%%
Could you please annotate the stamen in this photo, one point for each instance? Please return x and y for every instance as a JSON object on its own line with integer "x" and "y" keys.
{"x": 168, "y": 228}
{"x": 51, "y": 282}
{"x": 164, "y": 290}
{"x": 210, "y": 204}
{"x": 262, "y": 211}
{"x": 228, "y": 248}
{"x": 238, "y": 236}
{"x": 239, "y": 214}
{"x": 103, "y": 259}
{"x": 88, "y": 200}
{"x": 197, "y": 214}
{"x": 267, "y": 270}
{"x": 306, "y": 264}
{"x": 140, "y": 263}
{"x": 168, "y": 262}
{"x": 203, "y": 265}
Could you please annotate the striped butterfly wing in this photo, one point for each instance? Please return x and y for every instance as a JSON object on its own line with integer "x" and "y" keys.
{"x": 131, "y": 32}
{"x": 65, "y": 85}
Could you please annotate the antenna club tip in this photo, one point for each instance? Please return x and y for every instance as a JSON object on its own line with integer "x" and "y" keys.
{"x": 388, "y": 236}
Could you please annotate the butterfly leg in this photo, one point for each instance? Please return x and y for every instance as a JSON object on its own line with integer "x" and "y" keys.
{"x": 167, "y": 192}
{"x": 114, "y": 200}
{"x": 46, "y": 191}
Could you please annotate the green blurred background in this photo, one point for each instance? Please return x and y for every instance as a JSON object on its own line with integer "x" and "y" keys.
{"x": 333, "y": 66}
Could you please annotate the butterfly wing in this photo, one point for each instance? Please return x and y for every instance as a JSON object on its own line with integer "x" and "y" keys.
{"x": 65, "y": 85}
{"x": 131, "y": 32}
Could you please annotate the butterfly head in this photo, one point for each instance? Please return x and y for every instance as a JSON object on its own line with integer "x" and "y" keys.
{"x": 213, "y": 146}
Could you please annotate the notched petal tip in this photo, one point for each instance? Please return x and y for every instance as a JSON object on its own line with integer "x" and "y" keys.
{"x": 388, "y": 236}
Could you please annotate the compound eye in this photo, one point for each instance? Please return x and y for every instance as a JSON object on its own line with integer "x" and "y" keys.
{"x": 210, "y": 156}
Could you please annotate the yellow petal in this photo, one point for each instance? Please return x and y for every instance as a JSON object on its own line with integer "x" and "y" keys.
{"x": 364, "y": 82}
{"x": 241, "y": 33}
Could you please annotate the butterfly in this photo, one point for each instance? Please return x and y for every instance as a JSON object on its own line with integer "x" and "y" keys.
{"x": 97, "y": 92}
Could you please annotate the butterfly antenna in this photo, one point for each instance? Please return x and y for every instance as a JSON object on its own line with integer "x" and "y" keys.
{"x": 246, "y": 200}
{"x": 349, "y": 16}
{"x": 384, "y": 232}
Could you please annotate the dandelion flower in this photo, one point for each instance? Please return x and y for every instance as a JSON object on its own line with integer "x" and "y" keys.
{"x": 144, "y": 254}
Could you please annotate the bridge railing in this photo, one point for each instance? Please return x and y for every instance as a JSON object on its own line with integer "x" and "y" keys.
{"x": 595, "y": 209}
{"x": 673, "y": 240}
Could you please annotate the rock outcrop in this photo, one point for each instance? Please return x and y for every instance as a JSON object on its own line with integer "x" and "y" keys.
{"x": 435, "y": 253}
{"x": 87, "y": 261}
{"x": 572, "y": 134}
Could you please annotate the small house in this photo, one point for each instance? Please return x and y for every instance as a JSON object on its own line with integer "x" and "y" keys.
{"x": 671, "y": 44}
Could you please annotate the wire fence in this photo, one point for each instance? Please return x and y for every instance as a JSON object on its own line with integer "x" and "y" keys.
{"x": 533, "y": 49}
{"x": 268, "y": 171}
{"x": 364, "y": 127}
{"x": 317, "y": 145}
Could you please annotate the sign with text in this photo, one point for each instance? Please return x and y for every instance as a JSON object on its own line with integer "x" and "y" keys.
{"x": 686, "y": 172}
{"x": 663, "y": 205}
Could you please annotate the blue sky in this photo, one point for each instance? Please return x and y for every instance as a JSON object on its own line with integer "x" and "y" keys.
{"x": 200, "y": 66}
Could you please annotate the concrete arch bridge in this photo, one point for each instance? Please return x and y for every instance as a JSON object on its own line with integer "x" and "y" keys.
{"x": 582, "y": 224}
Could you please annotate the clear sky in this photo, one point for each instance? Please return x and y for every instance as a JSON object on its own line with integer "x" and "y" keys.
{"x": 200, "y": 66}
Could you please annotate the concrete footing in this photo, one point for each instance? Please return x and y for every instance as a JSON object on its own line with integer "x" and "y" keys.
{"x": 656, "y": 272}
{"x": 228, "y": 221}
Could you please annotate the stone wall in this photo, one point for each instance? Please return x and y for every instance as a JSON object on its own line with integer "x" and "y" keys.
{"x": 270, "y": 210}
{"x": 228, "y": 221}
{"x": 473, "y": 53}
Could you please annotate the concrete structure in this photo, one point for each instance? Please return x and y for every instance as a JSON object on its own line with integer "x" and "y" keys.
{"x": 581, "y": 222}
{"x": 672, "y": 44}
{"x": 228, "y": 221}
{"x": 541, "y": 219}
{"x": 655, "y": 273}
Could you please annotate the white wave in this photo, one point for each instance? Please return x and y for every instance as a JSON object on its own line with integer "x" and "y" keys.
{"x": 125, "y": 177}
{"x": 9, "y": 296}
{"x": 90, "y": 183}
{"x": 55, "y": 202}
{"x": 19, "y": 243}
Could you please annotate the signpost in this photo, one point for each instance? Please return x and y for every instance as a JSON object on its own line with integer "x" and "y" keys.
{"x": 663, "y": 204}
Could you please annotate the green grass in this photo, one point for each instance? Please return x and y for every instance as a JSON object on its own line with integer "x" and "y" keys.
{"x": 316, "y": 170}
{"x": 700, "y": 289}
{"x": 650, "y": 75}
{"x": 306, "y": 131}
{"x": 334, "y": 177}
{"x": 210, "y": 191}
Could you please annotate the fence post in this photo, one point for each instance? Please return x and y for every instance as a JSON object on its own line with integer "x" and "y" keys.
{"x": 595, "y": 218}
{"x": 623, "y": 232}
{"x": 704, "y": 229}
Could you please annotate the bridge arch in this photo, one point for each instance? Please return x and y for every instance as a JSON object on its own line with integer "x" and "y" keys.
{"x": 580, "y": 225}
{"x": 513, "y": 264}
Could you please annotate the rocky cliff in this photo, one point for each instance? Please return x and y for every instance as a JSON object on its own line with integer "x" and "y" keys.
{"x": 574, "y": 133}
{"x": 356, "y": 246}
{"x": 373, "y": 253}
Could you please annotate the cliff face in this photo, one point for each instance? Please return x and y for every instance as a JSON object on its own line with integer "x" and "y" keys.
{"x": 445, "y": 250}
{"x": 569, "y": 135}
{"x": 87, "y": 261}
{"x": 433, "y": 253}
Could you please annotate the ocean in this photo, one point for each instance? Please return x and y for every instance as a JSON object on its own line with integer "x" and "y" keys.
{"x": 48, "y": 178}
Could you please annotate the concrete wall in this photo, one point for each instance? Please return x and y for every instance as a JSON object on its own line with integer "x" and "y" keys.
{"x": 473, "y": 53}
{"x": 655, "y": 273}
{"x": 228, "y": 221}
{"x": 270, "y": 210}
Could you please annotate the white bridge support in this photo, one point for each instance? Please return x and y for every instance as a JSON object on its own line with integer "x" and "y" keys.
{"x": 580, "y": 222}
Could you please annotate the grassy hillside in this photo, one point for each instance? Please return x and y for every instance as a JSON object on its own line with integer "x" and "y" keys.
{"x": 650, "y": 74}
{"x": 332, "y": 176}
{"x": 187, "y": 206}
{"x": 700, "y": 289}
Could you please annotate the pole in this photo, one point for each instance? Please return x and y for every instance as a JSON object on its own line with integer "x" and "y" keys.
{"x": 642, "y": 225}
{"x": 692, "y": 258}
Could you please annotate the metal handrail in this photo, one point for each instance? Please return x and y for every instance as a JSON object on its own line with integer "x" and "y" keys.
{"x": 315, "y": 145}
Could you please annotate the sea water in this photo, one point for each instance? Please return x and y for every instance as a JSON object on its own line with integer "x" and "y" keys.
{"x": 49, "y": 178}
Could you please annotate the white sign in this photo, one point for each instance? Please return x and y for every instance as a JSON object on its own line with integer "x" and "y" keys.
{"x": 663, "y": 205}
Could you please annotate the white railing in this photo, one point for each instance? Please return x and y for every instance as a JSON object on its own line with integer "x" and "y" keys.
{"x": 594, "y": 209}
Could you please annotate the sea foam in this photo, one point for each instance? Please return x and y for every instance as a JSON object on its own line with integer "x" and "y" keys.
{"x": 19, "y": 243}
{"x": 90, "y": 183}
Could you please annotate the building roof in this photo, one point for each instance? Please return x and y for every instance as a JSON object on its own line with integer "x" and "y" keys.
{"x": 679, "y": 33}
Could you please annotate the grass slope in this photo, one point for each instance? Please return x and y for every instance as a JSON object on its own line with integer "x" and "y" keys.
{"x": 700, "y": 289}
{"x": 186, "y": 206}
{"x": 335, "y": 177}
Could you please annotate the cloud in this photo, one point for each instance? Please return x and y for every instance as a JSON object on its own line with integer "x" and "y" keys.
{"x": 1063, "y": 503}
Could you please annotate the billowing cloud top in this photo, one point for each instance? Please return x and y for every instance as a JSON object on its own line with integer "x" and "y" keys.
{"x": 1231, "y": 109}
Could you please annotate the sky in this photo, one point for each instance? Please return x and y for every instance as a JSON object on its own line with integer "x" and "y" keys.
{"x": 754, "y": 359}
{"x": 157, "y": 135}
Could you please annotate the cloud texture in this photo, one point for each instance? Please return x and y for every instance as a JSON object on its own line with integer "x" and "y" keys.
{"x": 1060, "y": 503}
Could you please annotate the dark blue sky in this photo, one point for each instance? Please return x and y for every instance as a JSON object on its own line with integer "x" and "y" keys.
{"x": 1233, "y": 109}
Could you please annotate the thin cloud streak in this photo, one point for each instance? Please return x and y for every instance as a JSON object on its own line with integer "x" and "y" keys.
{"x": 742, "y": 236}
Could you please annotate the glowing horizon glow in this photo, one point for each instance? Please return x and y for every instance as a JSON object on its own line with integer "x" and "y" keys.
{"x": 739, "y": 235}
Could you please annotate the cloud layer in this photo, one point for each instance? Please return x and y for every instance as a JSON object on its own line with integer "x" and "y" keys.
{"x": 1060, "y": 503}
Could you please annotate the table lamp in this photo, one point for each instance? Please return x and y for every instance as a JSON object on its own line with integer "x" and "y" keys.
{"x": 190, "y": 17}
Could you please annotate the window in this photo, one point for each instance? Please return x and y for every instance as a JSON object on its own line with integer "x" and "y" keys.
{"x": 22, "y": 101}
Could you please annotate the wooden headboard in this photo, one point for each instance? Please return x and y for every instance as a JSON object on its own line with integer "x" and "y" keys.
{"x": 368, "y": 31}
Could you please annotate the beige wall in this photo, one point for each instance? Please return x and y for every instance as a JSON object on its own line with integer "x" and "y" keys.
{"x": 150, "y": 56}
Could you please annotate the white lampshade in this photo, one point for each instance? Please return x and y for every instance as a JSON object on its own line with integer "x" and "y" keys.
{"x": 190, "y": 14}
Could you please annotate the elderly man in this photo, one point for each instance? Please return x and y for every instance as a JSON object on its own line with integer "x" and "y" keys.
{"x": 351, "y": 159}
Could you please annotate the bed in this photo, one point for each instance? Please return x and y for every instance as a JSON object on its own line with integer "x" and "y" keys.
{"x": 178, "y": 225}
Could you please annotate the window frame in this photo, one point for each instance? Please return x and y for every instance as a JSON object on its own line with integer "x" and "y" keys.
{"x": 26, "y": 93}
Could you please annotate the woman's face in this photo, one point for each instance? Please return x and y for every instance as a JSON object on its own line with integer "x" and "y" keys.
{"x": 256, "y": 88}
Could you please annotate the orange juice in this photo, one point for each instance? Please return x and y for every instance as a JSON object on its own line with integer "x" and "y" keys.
%%
| Task |
All lines from the one that contains "Could you please annotate the white lampshade" to the end of the records above are to be copied exactly; leave out the rest.

| Answer to this exercise |
Could you please annotate the white lampshade in this photo, one point for each instance? Please return x and y for every instance as a JSON object on its own line with integer "x" and "y" keys.
{"x": 190, "y": 14}
Could you please annotate the elderly man in this photo, one point for each instance? Please return x and y for every instance as a JSON object on its own line with integer "x" and "y" keys.
{"x": 351, "y": 159}
Could you please annotate the bed in this photo, one point for each instance? Please return x and y for every instance as a JSON object on its own line with integer "x" and "y" keys.
{"x": 178, "y": 225}
Could you please annotate the window frame in this photo, one point for each instance? Please return x and y for every instance as a JSON object on its own line with integer "x" and "y" keys.
{"x": 26, "y": 93}
Could you please annotate the woman's face in this photo, one point for each instance? Please return x and y for every instance as a JSON object on its own line with integer "x" and "y" keys.
{"x": 256, "y": 88}
Could you please annotate the orange juice in this photo, one point for each instance? Please return x and y for every instance as a JSON object on its own line with integer "x" and "y" keys.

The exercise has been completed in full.